◆ Given problem
In the piece about Landon and family television, what did NBC executives want more of in the show?

◆ Source document
══════════════════════════════

Trying to counter this alarming trend was Landon. He took it to such an extent that he monitored what his children watched on television. “Unless there’s something very worthwhile, I won’t let them watch during the week,” admitted Landon. “But they do have to watch Little House.”
Landon put forward good content for his children and all other viewers
The family dinner has, since its advent in the United States from Europe, been the heartbeat of interpersonal enrichment. Sociologist James H.S. Bossard said in 1943, “it is at the dining table, and particularly at dinner time, that the family is apt to be at its greatest ease.” It was a center of communication and education. That same year, The Saturday Evening Post published Freedom from Want by Norman Rockwell, calling the dinner table a symbol of American strength.
Togetherness and friendliness defined the values laid out at the dinner table beside the roasted chicken and boiled green beans, mashed potatoes and chopped carrots. It was also unity and warmth that Landon wanted to bring back to American viewers through the Ingalls family.
At one point in the show’s production history, NBC executives wanted more action in the show but Landon put his foot down, saying it did not align with the characters.
“It was obvious I wasn’t going to do that kind of show,” he said in ’82. “Our characters are warm, feeling, and non-violent towards each other.”
After all, his kids would be watching every single episode.

══════════════════════════════

(Entries drawn from a collection)
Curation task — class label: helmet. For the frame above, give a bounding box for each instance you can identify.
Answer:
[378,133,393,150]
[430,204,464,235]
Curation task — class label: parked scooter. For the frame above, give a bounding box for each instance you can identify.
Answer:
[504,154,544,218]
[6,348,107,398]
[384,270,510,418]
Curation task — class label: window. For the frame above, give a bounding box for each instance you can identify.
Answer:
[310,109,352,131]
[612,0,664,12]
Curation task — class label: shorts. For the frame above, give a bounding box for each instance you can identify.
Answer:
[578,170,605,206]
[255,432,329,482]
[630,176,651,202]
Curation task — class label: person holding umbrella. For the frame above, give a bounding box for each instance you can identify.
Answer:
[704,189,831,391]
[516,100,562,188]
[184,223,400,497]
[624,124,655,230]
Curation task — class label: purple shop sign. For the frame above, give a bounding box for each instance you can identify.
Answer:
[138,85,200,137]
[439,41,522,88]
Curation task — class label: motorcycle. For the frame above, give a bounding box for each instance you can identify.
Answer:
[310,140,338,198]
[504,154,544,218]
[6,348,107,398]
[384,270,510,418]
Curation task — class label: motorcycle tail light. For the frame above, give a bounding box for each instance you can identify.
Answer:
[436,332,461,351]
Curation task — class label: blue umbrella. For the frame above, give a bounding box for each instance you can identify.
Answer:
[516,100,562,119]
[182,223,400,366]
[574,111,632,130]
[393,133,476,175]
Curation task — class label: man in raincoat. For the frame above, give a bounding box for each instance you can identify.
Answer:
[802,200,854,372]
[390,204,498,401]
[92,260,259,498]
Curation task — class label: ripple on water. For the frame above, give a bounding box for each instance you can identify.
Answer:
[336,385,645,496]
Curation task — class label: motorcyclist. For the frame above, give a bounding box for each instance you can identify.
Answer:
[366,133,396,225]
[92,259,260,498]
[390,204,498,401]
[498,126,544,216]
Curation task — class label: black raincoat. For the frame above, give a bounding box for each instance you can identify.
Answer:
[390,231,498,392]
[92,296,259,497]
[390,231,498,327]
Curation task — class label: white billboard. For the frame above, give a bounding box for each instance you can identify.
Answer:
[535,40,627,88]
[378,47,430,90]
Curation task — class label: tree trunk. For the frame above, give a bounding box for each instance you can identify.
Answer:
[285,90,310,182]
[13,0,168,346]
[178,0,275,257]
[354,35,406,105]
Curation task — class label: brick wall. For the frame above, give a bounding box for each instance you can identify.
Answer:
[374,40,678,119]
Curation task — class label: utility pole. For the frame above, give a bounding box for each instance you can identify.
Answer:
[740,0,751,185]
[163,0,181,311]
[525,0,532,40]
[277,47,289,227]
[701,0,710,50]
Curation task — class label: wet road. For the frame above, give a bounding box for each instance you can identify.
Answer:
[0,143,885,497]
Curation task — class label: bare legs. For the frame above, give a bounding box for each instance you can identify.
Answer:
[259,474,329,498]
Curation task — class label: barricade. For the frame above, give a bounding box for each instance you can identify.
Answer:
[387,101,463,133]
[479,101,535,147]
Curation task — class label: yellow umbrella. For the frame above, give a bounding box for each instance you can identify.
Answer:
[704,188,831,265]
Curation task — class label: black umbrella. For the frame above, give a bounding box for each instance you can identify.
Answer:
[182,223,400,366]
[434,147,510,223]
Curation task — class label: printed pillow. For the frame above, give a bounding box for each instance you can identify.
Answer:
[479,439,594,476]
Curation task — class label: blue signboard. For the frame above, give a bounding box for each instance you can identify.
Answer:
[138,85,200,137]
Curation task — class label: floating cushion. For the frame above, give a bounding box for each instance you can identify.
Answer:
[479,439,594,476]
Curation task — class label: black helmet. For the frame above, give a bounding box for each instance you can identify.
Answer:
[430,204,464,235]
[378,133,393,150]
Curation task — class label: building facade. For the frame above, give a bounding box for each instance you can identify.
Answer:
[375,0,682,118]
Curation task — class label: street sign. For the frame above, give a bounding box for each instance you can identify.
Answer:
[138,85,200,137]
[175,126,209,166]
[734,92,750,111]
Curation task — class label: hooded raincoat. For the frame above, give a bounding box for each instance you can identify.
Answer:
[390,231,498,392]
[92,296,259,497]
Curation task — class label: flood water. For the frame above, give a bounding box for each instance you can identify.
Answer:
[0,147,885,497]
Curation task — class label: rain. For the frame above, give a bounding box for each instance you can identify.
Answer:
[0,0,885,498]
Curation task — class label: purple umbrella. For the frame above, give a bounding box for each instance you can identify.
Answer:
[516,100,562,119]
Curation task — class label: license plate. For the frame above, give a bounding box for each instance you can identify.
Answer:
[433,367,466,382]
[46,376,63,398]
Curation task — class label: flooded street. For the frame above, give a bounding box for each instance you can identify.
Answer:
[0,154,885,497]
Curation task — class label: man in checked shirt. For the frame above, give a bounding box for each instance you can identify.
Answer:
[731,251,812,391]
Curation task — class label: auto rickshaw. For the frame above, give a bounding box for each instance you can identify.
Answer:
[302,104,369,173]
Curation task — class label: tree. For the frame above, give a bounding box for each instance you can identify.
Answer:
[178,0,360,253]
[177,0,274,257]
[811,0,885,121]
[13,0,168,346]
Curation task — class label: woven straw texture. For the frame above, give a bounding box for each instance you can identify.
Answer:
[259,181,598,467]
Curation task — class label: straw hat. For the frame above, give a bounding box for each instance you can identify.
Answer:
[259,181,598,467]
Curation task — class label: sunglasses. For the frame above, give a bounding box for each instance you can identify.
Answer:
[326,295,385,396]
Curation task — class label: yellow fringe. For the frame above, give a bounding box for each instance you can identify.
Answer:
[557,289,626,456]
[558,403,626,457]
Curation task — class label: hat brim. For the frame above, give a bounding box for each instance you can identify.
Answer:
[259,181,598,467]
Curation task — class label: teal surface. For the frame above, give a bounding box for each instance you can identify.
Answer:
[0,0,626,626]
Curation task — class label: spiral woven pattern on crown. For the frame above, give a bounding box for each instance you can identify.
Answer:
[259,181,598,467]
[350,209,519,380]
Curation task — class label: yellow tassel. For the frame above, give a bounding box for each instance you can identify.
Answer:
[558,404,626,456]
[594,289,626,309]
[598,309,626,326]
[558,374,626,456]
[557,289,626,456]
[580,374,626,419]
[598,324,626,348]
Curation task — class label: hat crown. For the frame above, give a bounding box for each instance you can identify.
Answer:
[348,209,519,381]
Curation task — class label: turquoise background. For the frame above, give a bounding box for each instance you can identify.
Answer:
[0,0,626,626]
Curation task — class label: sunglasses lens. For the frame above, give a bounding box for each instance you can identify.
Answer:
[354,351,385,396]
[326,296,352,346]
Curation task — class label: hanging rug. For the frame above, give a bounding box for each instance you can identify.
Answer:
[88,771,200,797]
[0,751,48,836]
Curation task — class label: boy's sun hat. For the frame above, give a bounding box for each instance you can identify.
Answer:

══════════════════════════════

◆ Answer
More action.